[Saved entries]
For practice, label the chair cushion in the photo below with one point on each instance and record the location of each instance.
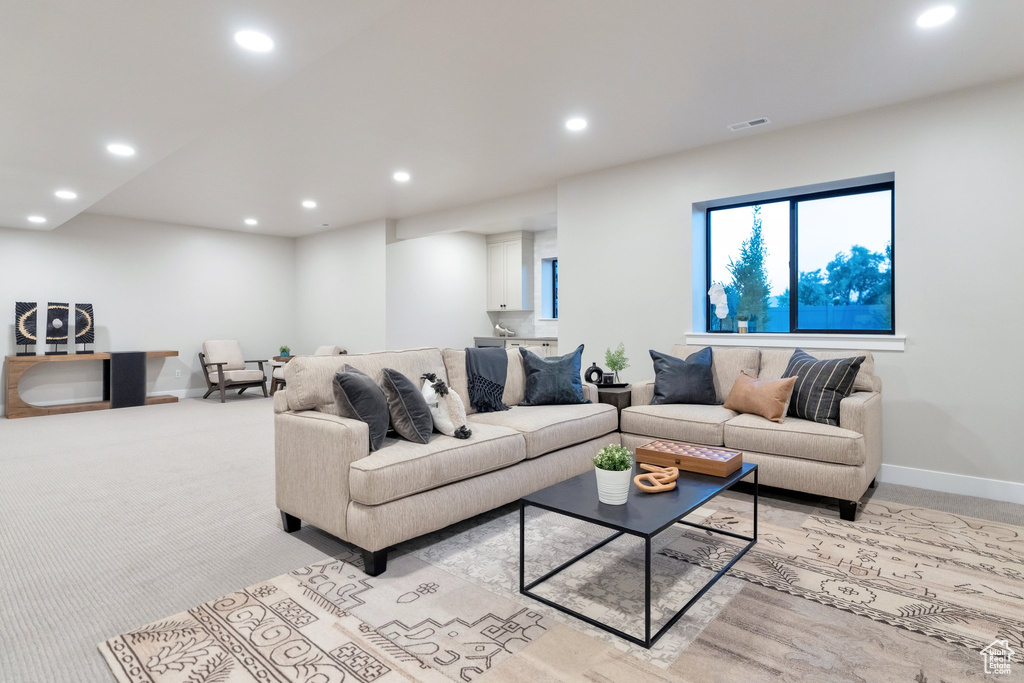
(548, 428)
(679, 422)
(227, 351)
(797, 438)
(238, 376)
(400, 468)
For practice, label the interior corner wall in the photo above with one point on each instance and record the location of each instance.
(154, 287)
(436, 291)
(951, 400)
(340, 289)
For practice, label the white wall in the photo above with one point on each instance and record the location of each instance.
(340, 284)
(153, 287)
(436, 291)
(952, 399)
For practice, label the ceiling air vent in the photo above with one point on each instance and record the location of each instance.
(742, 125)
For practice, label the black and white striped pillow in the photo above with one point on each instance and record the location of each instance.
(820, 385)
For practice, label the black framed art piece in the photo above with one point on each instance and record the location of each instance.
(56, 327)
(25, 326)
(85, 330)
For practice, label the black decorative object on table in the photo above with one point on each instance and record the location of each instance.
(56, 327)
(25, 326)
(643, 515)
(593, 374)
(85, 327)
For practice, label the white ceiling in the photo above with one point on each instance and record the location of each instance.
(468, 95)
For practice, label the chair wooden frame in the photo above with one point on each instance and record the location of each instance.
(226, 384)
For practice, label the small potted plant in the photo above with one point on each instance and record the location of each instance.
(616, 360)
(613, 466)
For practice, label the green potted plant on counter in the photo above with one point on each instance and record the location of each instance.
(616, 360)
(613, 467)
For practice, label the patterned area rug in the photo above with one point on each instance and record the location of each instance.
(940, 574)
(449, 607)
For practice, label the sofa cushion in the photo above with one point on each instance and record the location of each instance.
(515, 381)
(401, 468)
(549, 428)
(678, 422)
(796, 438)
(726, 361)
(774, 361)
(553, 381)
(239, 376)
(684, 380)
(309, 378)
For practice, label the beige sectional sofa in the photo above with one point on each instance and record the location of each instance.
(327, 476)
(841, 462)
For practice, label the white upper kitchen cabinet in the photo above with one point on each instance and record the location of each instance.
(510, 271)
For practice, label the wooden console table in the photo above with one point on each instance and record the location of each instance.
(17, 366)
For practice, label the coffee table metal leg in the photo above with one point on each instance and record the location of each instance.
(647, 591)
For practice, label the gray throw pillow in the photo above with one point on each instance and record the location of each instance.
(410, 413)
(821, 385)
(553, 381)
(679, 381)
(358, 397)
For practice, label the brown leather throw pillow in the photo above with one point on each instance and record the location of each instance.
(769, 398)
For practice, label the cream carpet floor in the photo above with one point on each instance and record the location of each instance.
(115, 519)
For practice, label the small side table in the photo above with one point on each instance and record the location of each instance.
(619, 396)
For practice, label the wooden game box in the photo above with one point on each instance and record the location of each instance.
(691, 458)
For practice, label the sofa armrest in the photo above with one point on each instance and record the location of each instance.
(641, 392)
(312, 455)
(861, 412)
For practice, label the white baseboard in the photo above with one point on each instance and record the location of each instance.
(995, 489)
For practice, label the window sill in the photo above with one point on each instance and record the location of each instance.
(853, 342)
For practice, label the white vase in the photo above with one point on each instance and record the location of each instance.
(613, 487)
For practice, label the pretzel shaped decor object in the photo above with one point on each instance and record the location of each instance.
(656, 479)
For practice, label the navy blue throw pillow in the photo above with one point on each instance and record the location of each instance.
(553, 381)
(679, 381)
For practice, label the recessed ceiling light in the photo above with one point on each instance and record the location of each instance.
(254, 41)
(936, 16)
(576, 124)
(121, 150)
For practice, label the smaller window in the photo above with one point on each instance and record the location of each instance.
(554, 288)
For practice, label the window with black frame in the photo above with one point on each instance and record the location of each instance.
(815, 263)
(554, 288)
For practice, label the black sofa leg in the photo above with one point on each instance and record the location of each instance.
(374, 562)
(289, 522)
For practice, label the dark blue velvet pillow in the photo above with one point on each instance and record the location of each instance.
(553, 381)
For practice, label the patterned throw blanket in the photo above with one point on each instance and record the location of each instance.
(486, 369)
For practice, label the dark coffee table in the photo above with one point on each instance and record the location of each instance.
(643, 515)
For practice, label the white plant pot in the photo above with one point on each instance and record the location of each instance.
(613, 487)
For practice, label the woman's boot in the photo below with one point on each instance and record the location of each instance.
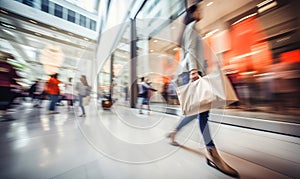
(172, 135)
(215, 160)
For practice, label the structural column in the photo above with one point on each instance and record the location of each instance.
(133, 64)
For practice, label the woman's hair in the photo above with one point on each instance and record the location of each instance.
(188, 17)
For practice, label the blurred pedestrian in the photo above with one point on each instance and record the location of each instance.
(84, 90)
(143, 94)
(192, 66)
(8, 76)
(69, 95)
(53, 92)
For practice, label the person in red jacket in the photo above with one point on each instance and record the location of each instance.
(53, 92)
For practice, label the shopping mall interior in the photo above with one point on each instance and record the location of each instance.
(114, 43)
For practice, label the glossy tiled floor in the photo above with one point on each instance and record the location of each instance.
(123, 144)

**Exercise**
Retype every entry exactly, but keep the pictures out of your copy.

**Reply to the exercise**
For practice, label the chair cushion in the photo below with one point on each instance and record the location of each instance.
(548, 428)
(679, 422)
(227, 351)
(797, 438)
(238, 376)
(400, 468)
For practice, label the interior corner wall in the photo above with one point on each instance and record the location of each instance.
(154, 287)
(436, 291)
(951, 400)
(340, 289)
For practice, label the white wall in the photo above with one point on each instance and record the location of each instance.
(340, 284)
(153, 287)
(436, 291)
(952, 399)
For practice, label the ceiling air vent in the photo above with one point on each instance and record the location of each instance.
(742, 125)
For practice, label the black and white striped pillow in the photo above with one point on each instance and record the location of each instance.
(820, 385)
For practice, label the black framed art piece in the photo above with one point on each instance and record the location of each instance.
(56, 327)
(25, 326)
(85, 330)
For practice, label the black decorative object on table in the photo above with one point on each instance and record the location of each instance.
(56, 327)
(25, 326)
(643, 515)
(593, 374)
(85, 327)
For practice, label the white ceiling in the photo above with one point on each instance and record the location of each instance.
(468, 95)
For practice, label the chair wooden frame in the photo above with one point on each instance and record the location of each instance.
(226, 384)
For practice, label the small potted plant in the photo above with one point on each instance and record the location of each instance.
(616, 360)
(613, 466)
For practice, label the green potted plant on counter in the photo above with one point on each instance and record the location of each instance.
(616, 360)
(613, 467)
For practice, label the patterned area rug in the photo above with one point on each instance and record the location of each instance.
(940, 574)
(449, 607)
For practice, label the sofa cushion in the photo above with one point on each instance and record the location of each instance.
(515, 381)
(401, 468)
(549, 428)
(678, 422)
(796, 438)
(726, 361)
(774, 361)
(553, 381)
(239, 376)
(684, 380)
(309, 378)
For practice, label the beige sectional sofa in the photo above with one point on each instance and record the location of each instance.
(327, 476)
(841, 462)
For practice, label the white upper kitchen cabinet in the photo above with one point on each instance and record the location of each instance.
(510, 271)
For practice, label the wooden console table in the photo above with one point on each instance and record the location of each instance.
(17, 366)
For practice, label the coffee table metal leg in the photo above with one point on each instance and record the location of each instance.
(647, 591)
For practice, label the gray throw pillow in the photo above with one point on each instance and record the location of each instance.
(410, 413)
(821, 385)
(553, 381)
(679, 381)
(358, 397)
For practice, label the brown leather throw pillow in the photo above with one point on each instance and record the location of each instance.
(769, 398)
For practice, label the cream carpet floor in the photo above with one point on each instance and record the location of each instance.
(115, 519)
For practice, label the small side table in the photo above with one point on each instance and record the location of each instance.
(619, 396)
For practice, label the wooden game box in the photo above with one point on each instance and record the location of each instance.
(691, 458)
For practice, label the sofa armrest in the photo above with one point on each instance and record the location of each instance.
(641, 392)
(312, 455)
(861, 412)
For practice, label the white baseboard in the photo above with one point on each instance and record the location of each instance.
(995, 489)
For practice, label the window sill in the photo above with one point on each instance and record the location of each instance.
(853, 342)
For practice, label the white vase in the photo above with one point on each instance and record the location of each instance.
(613, 487)
For practice, label the pretzel shaped decor object in the photo above with one point on each instance and record the location of each instance.
(656, 479)
For practice, label the navy blue throw pillow in the photo above with one point on each instance and record the location of each instance.
(553, 381)
(679, 381)
For practice, label the recessed ceiling light in the photo above with one point on each instance and record the location of each instance.
(254, 41)
(936, 16)
(576, 124)
(121, 150)
For practice, label the smaller window in the photo above with one point on each instance and record the location of each instance.
(554, 288)
For practice, label the window with black frame in the photo above with one point on each instance and record the location of each instance.
(815, 263)
(554, 288)
For practice, label the black sofa leg in the photo above with one point on each instance and record the location of each instance.
(374, 562)
(289, 522)
For practice, label the dark blue velvet pillow in the photo above with one point on each instance and record the location of each instance.
(553, 381)
For practice, label the patterned throw blanket in the photo above with one point on each instance and record the location of each instance.
(486, 369)
For practice, label the dark coffee table in the photo above with one point on each instance and record the location of each instance.
(643, 515)
For practice, label the white plant pot in the photo above with one point on each instance and record the location of each instance.
(613, 487)
For practice, label the woman's boot in the photo below with one point on each instance and record the location of each instance.
(172, 135)
(215, 160)
For practice, label the structural column in the photo above with one point on each instance and record the location of each instance.
(133, 64)
For practice, label the woman's hair in the photo above with one point on each instance and record the location of each instance.
(188, 17)
For practice, label the blurred pedestrian in the photo above with one point on each instance and record the location of each instance.
(84, 90)
(143, 94)
(192, 66)
(8, 76)
(69, 95)
(53, 92)
For practice, label the person in red jacket in the photo above with one point on each instance and record the location of each instance.
(53, 92)
For practice, label the shopping mall interior in the photo above with one point on each instance and record the location of each instance.
(114, 43)
For practice, label the glossy tiled floor in the photo above with one point on each instance and record the location of each instance.
(123, 144)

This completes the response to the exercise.